Only the lines from the one that contains "detect_objects — Locates the specified glass" through the final line of the entries should be repeated, exactly as written.
--------------------------------
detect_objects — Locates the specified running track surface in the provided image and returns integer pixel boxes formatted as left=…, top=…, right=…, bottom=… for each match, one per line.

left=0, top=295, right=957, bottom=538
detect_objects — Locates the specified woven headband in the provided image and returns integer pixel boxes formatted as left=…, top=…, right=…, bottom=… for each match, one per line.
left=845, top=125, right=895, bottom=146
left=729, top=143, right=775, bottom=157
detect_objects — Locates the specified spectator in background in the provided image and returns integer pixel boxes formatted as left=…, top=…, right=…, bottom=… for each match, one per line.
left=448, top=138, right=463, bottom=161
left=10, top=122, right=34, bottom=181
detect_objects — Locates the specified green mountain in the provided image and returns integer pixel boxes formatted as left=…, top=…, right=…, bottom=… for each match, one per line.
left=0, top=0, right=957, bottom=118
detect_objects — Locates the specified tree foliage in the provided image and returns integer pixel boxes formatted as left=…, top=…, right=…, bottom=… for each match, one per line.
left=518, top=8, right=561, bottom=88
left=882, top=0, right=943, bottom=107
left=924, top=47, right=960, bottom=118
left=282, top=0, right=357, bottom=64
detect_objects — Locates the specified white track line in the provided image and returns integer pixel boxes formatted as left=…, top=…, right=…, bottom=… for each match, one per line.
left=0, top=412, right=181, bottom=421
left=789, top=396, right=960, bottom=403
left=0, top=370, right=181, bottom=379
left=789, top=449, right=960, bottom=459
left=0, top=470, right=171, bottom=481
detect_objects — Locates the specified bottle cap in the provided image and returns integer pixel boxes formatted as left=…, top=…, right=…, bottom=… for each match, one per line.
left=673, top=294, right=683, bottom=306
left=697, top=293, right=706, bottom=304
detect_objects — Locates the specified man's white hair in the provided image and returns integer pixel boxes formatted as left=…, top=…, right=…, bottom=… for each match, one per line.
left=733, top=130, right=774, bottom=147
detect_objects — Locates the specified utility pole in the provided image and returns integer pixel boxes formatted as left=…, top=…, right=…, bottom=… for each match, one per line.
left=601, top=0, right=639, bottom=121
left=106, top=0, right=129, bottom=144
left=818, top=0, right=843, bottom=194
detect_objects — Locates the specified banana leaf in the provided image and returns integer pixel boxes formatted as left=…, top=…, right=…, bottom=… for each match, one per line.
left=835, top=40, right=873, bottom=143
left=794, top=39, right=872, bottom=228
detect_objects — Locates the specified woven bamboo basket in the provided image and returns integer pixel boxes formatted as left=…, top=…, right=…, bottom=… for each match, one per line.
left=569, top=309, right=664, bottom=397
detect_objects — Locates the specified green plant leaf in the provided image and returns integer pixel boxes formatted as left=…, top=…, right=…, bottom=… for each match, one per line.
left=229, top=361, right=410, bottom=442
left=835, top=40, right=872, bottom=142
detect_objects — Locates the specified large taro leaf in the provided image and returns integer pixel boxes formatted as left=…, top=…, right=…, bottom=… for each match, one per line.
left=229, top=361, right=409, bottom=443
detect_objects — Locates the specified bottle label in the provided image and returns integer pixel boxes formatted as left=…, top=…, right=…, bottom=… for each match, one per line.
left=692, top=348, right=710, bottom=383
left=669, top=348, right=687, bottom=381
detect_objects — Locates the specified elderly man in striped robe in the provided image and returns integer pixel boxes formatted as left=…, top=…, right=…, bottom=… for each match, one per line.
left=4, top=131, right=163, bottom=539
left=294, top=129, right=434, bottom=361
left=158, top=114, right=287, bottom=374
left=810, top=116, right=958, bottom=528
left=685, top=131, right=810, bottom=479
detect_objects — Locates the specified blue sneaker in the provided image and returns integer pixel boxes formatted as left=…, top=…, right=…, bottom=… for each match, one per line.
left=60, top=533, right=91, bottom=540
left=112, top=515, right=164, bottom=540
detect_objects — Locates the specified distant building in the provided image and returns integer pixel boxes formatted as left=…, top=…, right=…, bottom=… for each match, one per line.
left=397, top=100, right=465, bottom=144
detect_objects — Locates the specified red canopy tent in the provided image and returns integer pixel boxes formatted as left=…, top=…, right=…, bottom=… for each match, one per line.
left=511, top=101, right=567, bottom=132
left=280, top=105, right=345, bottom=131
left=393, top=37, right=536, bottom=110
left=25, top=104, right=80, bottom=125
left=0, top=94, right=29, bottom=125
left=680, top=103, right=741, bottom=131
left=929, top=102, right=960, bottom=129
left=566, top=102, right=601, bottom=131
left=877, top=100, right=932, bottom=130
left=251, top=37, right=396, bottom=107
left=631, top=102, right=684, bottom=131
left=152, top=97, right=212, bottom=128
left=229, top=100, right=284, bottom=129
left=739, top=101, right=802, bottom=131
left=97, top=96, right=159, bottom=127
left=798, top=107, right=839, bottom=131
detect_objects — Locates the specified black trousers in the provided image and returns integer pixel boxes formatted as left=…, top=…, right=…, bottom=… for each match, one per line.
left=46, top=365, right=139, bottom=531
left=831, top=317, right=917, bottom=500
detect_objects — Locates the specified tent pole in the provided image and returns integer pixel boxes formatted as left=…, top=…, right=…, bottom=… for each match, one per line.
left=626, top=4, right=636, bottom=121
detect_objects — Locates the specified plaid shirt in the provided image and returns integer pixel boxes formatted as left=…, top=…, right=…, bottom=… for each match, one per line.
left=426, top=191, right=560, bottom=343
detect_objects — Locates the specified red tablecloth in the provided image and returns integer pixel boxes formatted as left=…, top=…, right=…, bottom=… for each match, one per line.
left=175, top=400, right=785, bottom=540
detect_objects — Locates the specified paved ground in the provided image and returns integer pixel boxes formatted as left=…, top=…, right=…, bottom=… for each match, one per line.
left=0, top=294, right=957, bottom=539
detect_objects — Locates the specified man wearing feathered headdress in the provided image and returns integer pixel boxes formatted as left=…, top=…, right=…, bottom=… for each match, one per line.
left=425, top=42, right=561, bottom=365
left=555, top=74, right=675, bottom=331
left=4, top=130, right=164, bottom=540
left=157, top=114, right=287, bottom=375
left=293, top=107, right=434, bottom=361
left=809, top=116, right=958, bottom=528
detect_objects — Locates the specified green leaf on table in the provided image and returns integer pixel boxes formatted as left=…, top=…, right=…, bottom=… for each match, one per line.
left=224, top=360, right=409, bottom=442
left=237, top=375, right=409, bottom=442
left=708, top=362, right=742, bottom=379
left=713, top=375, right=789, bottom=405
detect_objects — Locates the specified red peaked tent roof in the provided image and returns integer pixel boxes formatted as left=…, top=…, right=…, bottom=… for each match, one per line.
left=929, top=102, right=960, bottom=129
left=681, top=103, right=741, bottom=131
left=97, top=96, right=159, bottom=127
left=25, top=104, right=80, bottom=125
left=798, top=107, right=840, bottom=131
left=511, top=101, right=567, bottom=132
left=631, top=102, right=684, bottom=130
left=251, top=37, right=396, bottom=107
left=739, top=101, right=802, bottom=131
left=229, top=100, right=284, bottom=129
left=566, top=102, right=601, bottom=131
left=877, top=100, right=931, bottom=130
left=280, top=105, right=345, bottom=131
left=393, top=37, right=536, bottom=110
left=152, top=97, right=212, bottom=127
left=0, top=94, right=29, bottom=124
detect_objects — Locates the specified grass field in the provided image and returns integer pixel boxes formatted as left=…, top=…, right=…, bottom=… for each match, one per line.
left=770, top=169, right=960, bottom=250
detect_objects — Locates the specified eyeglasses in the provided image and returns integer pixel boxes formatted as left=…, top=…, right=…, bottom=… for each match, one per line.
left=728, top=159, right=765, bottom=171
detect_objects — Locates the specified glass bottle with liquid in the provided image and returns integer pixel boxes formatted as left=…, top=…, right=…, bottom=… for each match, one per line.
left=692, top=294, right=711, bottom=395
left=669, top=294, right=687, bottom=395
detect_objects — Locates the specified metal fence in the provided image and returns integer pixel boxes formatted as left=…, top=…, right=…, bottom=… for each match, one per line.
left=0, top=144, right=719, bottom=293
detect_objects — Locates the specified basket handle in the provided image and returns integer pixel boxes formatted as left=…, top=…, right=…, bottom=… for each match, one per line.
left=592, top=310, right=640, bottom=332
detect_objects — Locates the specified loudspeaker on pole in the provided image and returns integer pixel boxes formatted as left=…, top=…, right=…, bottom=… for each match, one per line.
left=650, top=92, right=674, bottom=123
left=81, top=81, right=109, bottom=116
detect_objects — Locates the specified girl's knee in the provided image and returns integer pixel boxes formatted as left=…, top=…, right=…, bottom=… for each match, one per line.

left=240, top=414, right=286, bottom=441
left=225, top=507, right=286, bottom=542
--------------------------------
> _TASK RESPONSE_
detect_objects — Locates the specified glass bottle with liquid in the provided image and returns integer pixel boxes formatted as left=…, top=…, right=…, bottom=… for each match, one per line.
left=692, top=294, right=711, bottom=395
left=669, top=294, right=687, bottom=395
detect_objects — Locates the specified metal fence in the provided image and returns integer pixel boxes formatted as left=…, top=…, right=…, bottom=… for each match, one per line.
left=0, top=144, right=719, bottom=293
detect_objects — Locates the specified basket handle in the provided image and returns integer pixel boxes formatted as left=…, top=…, right=…, bottom=… for each match, one per line.
left=592, top=310, right=640, bottom=332
detect_objects — Locates the specified loudspeaker on pole in the provided image and returns integer pixel boxes formatted as left=…, top=…, right=…, bottom=… for each match, one per line.
left=650, top=92, right=674, bottom=123
left=81, top=81, right=109, bottom=116
detect_objects — Locates the specified girl's knee in the provided image and returns integer pixel boxes formatted as left=…, top=…, right=…, bottom=… for each match, one per line.

left=240, top=414, right=286, bottom=441
left=225, top=507, right=286, bottom=542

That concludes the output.